▸ Source extract:
[Start]

[ 
https://issues.apache.org/jira/browse/AMBARI-17236?page=com.atlassian.jira.plugin.system.issuetabpanels:all-tabpanel
 ]

Jonathan Hurley updated AMBARI-17236:
-------------------------------------
    Description: 
*Steps*
# Deploy HDP-2.3.4.0 cluster with Ambari 2.2.0.0 (secure, non-HA cluster with 
custom service users)
# Upgrade Ambari to 2.4.0.0-644
# Register HDP-2.4.2.0 and install the bits
# Start Express Upgrade

Observed below error during start of NameNode:
{code}
Traceback (most recent call last):
  File 
"/var/lib/ambari-agent/cache/common-services/HDFS/2.1.0.2.0/package/scripts/namenode.py",
 line 414, in <module>
    NameNode().execute()
  File 
"/usr/lib/python2.6/site-packages/resource_management/libraries/script/script.py",
 line 257, in execute
    method(env)

[End]

▸ Written problem 1:
Please gather every line of the rows below that contains the string "masks", and copy each one unchanged.
▸ Written problem 2:
Write the next part of the Ambari upgrade issue report above, starting right after its final line.

[Outline annotation rows]
[Start]

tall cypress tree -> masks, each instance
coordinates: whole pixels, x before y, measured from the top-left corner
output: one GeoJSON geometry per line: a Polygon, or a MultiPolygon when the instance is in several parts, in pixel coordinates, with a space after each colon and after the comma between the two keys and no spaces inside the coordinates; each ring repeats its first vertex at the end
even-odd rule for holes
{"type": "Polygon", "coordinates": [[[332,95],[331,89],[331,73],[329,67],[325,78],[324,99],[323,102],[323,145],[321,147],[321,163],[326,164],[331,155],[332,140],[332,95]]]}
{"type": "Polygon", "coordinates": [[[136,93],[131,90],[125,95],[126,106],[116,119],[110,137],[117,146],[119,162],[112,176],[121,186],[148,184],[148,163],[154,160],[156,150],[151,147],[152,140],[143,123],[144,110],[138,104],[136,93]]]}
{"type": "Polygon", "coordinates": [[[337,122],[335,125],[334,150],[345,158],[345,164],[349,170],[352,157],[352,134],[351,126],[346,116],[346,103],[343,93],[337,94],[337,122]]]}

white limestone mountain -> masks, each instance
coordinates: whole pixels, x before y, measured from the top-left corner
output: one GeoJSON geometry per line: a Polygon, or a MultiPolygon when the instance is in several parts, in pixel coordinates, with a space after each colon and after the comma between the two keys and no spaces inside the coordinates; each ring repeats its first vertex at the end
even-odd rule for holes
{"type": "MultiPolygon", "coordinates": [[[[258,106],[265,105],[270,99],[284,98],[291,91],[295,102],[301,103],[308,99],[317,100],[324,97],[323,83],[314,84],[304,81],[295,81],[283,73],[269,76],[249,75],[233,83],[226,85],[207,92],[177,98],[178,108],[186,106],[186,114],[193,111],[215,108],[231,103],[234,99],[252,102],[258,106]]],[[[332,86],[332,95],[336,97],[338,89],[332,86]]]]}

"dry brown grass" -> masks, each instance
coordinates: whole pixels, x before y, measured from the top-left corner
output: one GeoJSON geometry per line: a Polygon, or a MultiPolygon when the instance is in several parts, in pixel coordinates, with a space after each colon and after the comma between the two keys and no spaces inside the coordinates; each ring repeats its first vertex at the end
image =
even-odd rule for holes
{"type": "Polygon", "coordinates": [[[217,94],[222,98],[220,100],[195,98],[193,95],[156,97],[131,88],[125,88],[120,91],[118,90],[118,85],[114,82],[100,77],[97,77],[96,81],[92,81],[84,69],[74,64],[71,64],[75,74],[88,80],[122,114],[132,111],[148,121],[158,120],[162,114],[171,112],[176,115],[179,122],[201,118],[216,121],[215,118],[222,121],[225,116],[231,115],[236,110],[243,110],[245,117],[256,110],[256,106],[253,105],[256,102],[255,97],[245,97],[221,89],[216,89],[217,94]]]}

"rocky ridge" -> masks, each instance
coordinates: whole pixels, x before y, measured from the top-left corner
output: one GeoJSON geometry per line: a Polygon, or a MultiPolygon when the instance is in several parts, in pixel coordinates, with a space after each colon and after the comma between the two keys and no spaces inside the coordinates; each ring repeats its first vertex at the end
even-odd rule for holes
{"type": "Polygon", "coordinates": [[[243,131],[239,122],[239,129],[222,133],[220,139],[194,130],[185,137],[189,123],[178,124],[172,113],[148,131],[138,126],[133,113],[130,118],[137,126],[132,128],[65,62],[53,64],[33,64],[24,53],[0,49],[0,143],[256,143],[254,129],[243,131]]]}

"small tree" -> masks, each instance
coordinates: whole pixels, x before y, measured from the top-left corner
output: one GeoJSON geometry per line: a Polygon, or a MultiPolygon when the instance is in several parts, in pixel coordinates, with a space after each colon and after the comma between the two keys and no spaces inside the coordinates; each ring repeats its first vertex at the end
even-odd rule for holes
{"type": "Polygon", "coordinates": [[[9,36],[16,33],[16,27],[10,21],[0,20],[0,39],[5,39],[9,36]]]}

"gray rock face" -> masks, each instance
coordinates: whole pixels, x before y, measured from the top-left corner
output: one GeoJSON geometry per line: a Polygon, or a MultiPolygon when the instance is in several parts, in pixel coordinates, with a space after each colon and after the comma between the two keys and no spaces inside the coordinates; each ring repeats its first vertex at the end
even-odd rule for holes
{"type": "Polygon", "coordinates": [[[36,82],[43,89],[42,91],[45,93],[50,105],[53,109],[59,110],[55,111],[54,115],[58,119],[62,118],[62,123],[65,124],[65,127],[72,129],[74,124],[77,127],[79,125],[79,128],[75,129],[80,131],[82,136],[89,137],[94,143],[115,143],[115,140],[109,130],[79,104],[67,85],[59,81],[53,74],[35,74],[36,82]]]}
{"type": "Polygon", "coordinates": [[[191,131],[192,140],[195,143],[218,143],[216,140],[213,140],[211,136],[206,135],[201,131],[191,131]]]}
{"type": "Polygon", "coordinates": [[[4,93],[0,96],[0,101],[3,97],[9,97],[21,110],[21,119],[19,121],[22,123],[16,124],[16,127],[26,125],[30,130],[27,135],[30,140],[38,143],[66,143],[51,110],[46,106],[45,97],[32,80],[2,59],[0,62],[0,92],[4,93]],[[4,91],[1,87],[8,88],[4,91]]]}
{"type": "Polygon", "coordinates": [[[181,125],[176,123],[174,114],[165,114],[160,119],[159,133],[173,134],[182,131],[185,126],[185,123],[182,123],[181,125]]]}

[End]

▸ Output 1:
tall cypress tree -> masks, each instance
white limestone mountain -> masks, each instance
"dry brown grass" -> masks, each instance
"rocky ridge" -> masks, each instance
"small tree" -> masks, each instance
"gray rock face" -> masks, each instance

▸ Output 2:
  File 
"/usr/lib/python2.6/site-packages/resource_management/libraries/script/script.py",
 line 679, in restart
    self.start(env, upgrade_type=upgrade_type)
  File 
"/var/lib/ambari-agent/cache/common-services/HDFS/2.1.0.2.0/package/scripts/namenode.py",
 line 101, in start
    upgrade_suspended=params.upgrade_suspended, env=env)
  File "/usr/lib/python2.6/site-packages/ambari_commons/os_family_impl.py", 
line 89, in thunk
    return fn(*args, **kwargs)
  File 
"/var/lib/ambari-agent/cache/common-services/HDFS/2.1.0.2.0/package/scripts/hdfs_namenode.py",
 line 216, in namenode
    create_hdfs_directories()
  File 
"/var/lib/ambari-agent/cache/common-services/HDFS/2.1.0.2.0/package/scripts/hdfs_namenode.py",
 line 283, in create_hdfs_directories
    mode=0777,
  File "/usr/lib/python2.6/site-packages/resource_management/core/base.py", 
line 155, in __init__
    self.env.run()
  File 
"/usr/lib/python2.6/site-packages/resource_management/core/environment.py", 
line 160, in run
    self.run_action(resource, action)
  File 
"/usr/lib/python2.6/site-packages/resource_management/core/environment.py", 
line 124, in run_action
    provider_action()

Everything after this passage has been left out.